* Work item: Tally the lines in the records underneath that contain the string "below", and state the figure by itself.

* Photo-based referring expression data:
*** Begin section ***
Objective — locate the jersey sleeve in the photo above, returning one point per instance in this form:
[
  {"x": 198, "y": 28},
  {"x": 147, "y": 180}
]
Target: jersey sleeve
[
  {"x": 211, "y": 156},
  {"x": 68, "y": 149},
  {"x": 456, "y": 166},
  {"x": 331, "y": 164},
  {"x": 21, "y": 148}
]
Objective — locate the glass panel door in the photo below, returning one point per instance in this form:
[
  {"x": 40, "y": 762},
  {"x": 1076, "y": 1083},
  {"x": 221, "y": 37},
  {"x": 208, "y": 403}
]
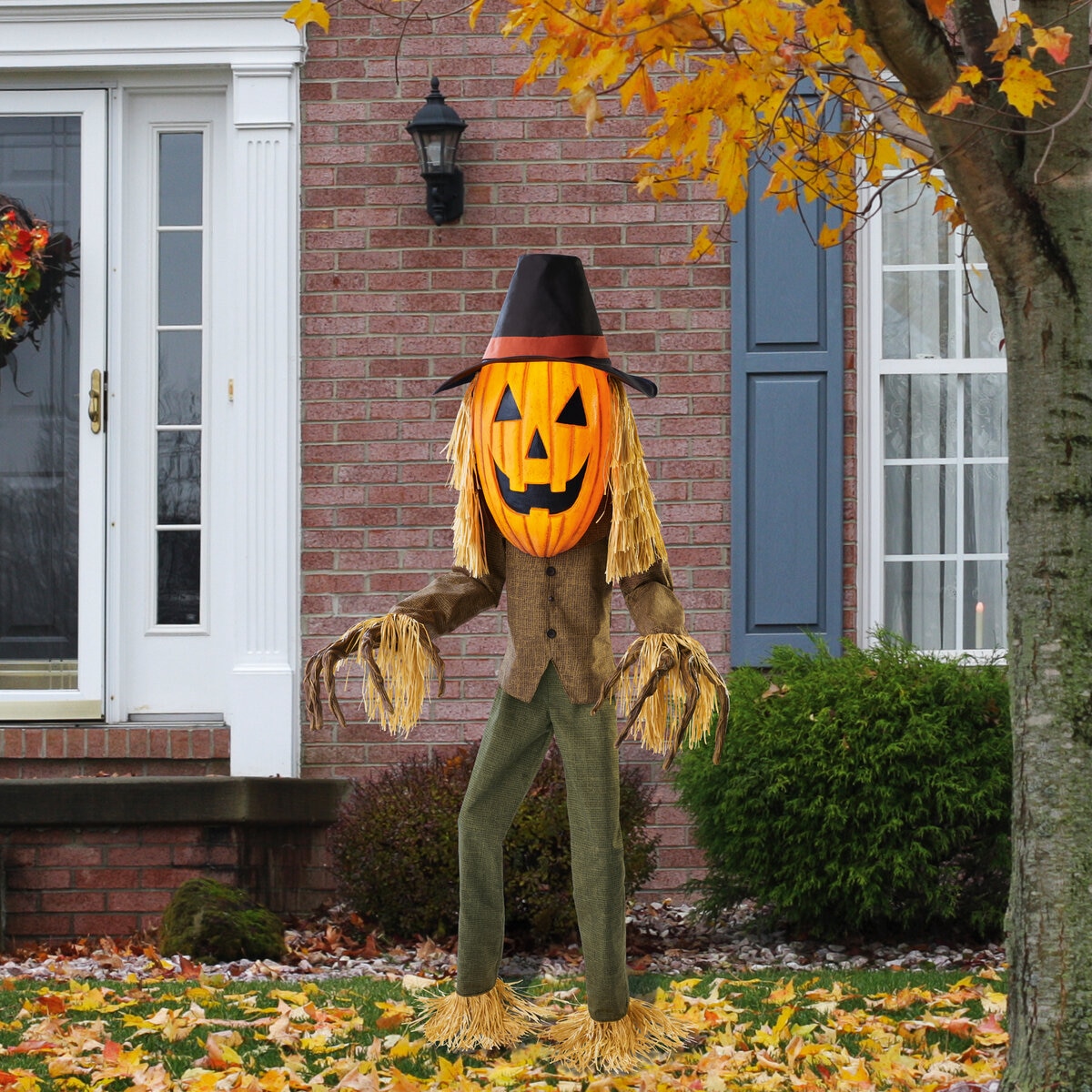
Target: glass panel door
[{"x": 52, "y": 463}]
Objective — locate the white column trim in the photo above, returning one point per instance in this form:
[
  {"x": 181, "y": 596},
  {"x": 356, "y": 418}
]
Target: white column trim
[{"x": 266, "y": 708}]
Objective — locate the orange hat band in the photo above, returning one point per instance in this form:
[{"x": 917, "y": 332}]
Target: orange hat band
[{"x": 563, "y": 348}]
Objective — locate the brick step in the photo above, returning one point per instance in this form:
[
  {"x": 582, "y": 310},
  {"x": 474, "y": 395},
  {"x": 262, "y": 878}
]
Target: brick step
[{"x": 128, "y": 749}]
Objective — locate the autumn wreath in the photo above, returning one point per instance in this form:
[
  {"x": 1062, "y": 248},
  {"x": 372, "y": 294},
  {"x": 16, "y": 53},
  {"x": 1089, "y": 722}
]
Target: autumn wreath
[{"x": 34, "y": 265}]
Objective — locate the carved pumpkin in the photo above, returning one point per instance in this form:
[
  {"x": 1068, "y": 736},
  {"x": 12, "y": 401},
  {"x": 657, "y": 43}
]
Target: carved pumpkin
[{"x": 541, "y": 443}]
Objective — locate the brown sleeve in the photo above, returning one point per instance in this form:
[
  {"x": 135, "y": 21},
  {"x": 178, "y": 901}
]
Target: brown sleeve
[
  {"x": 652, "y": 603},
  {"x": 454, "y": 598}
]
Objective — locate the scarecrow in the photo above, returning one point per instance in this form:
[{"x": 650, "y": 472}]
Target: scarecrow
[{"x": 555, "y": 505}]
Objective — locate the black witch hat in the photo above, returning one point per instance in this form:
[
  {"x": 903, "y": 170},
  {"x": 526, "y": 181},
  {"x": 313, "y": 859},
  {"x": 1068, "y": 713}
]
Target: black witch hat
[{"x": 550, "y": 315}]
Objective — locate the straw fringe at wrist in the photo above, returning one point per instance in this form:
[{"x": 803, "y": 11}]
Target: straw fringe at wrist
[
  {"x": 636, "y": 540},
  {"x": 490, "y": 1021},
  {"x": 618, "y": 1046},
  {"x": 399, "y": 662},
  {"x": 674, "y": 705}
]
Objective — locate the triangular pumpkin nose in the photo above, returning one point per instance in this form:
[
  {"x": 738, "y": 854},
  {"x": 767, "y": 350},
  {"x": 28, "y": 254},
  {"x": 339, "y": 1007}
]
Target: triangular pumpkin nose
[{"x": 538, "y": 449}]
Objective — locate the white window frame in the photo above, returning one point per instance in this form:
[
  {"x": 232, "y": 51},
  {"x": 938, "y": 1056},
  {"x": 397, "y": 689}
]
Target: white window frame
[{"x": 872, "y": 369}]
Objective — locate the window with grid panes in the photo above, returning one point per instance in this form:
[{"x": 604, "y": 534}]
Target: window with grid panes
[{"x": 939, "y": 452}]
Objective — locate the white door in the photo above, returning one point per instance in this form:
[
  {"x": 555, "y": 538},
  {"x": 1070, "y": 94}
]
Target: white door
[
  {"x": 53, "y": 159},
  {"x": 172, "y": 490}
]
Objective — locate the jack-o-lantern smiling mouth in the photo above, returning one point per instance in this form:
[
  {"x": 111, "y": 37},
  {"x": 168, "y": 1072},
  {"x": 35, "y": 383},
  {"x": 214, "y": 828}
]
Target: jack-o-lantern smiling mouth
[{"x": 541, "y": 496}]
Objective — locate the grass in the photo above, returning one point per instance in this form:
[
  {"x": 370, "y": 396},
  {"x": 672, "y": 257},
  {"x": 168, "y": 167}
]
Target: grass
[{"x": 214, "y": 1033}]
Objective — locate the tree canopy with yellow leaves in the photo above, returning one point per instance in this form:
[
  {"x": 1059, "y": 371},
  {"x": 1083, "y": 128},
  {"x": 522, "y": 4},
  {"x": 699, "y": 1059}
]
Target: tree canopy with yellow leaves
[{"x": 987, "y": 103}]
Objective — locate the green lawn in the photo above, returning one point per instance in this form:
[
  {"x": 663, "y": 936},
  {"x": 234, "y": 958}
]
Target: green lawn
[{"x": 858, "y": 1030}]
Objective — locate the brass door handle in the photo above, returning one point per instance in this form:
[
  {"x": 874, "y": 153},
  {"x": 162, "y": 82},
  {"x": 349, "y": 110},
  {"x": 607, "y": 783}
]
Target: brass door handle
[{"x": 96, "y": 404}]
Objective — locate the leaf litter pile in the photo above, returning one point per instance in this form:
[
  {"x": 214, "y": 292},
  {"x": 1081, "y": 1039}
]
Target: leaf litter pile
[{"x": 207, "y": 1032}]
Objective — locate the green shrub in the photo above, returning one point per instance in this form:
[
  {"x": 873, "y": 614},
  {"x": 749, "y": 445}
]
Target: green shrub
[
  {"x": 396, "y": 849},
  {"x": 867, "y": 792},
  {"x": 207, "y": 920}
]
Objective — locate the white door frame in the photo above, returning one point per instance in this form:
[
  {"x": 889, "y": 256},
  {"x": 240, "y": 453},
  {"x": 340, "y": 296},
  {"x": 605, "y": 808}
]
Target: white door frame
[{"x": 128, "y": 44}]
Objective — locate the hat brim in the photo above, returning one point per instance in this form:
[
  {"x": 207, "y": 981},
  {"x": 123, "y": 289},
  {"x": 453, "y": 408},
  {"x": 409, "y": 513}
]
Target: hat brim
[{"x": 645, "y": 387}]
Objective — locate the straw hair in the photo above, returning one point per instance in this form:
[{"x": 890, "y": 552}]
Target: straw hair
[
  {"x": 491, "y": 1021},
  {"x": 618, "y": 1046},
  {"x": 468, "y": 527},
  {"x": 676, "y": 703},
  {"x": 636, "y": 540}
]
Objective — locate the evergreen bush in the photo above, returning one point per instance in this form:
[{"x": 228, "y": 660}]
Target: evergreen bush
[
  {"x": 863, "y": 793},
  {"x": 396, "y": 849},
  {"x": 212, "y": 921}
]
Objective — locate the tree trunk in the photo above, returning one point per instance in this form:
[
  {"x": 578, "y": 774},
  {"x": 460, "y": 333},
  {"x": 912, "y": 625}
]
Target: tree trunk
[{"x": 1048, "y": 334}]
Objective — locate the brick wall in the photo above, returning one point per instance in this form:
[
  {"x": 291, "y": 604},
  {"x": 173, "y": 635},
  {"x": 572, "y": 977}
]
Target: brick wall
[
  {"x": 61, "y": 883},
  {"x": 393, "y": 305}
]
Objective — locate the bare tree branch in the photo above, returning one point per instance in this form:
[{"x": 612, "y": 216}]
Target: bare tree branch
[{"x": 879, "y": 105}]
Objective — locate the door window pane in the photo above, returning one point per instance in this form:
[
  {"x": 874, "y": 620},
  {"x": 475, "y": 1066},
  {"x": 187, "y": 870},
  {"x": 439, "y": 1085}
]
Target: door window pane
[
  {"x": 179, "y": 578},
  {"x": 179, "y": 429},
  {"x": 180, "y": 274},
  {"x": 179, "y": 485},
  {"x": 180, "y": 377},
  {"x": 42, "y": 404},
  {"x": 181, "y": 188}
]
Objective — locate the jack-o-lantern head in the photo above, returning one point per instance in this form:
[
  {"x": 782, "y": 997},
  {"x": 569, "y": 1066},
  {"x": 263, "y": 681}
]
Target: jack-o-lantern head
[{"x": 541, "y": 447}]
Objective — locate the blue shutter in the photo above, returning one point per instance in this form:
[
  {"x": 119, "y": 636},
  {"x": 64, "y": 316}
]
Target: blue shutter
[{"x": 786, "y": 430}]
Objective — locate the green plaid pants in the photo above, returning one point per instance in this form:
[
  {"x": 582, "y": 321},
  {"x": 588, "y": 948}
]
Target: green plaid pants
[{"x": 512, "y": 748}]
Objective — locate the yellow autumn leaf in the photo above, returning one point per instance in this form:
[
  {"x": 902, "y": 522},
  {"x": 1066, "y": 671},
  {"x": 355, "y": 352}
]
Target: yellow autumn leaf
[
  {"x": 1054, "y": 39},
  {"x": 953, "y": 97},
  {"x": 396, "y": 1014},
  {"x": 308, "y": 11},
  {"x": 1025, "y": 86},
  {"x": 585, "y": 102}
]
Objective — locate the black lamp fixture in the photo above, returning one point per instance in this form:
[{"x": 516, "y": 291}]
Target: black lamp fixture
[{"x": 436, "y": 129}]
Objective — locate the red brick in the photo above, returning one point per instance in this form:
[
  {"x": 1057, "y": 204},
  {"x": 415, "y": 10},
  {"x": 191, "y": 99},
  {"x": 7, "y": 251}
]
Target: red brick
[
  {"x": 131, "y": 856},
  {"x": 69, "y": 856},
  {"x": 152, "y": 902}
]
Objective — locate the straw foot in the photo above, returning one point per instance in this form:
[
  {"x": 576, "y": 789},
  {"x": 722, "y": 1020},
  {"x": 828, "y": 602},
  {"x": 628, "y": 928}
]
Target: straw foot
[
  {"x": 490, "y": 1021},
  {"x": 618, "y": 1046}
]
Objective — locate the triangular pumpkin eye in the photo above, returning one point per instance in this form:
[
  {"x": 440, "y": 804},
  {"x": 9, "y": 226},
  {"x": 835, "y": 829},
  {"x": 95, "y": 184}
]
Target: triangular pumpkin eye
[
  {"x": 573, "y": 412},
  {"x": 508, "y": 410}
]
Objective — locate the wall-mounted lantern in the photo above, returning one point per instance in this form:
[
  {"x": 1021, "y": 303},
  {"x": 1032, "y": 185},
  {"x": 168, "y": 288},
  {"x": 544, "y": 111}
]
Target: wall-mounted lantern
[{"x": 436, "y": 129}]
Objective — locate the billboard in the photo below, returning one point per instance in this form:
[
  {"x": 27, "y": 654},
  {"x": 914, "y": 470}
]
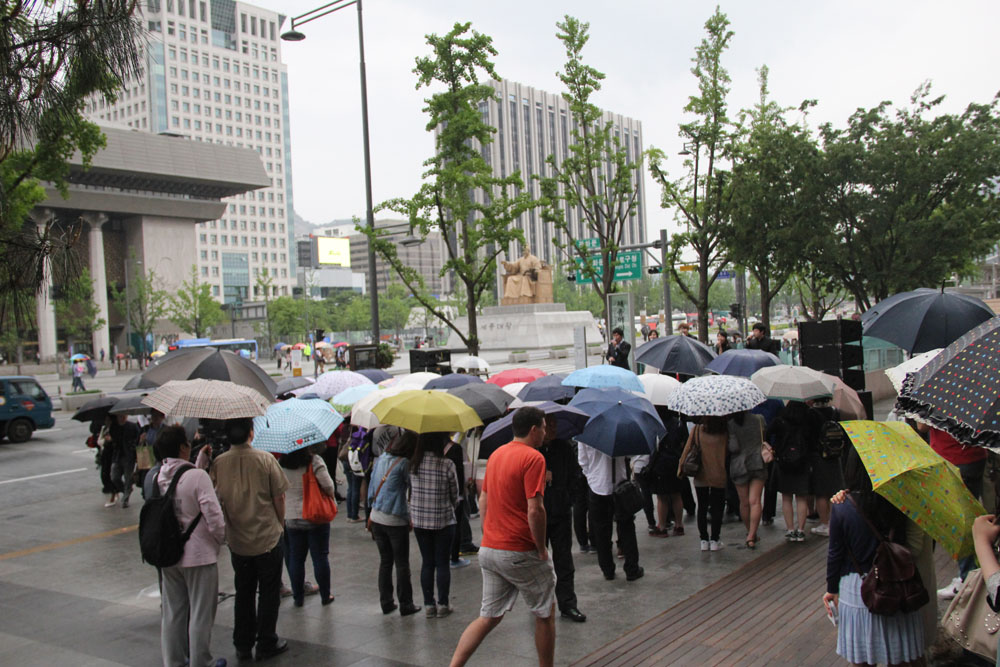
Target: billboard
[{"x": 333, "y": 251}]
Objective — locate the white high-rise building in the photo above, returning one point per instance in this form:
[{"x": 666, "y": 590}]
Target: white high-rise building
[
  {"x": 213, "y": 73},
  {"x": 533, "y": 124}
]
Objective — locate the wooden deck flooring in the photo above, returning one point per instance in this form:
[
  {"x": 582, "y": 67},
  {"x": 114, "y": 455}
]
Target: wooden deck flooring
[{"x": 767, "y": 612}]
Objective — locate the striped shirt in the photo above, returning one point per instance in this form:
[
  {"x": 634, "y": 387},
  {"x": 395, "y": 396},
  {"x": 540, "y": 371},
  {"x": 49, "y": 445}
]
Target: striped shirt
[{"x": 433, "y": 493}]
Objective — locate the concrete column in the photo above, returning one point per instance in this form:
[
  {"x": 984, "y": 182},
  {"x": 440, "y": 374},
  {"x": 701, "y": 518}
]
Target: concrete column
[
  {"x": 102, "y": 339},
  {"x": 45, "y": 309}
]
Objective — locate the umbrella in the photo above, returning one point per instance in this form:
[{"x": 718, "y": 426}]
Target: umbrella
[
  {"x": 294, "y": 424},
  {"x": 623, "y": 429},
  {"x": 569, "y": 422},
  {"x": 675, "y": 354},
  {"x": 658, "y": 388},
  {"x": 548, "y": 388},
  {"x": 793, "y": 383},
  {"x": 471, "y": 363},
  {"x": 208, "y": 363},
  {"x": 345, "y": 399},
  {"x": 743, "y": 363},
  {"x": 716, "y": 395},
  {"x": 361, "y": 411},
  {"x": 331, "y": 383},
  {"x": 957, "y": 390},
  {"x": 207, "y": 399},
  {"x": 95, "y": 409},
  {"x": 512, "y": 375},
  {"x": 488, "y": 400},
  {"x": 898, "y": 373},
  {"x": 603, "y": 376},
  {"x": 376, "y": 375},
  {"x": 452, "y": 380},
  {"x": 425, "y": 411},
  {"x": 909, "y": 474},
  {"x": 924, "y": 319},
  {"x": 290, "y": 384}
]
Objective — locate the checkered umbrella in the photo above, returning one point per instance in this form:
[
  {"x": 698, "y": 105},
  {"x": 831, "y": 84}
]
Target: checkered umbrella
[
  {"x": 207, "y": 399},
  {"x": 294, "y": 424}
]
*** End section ***
* Solution for this problem: 2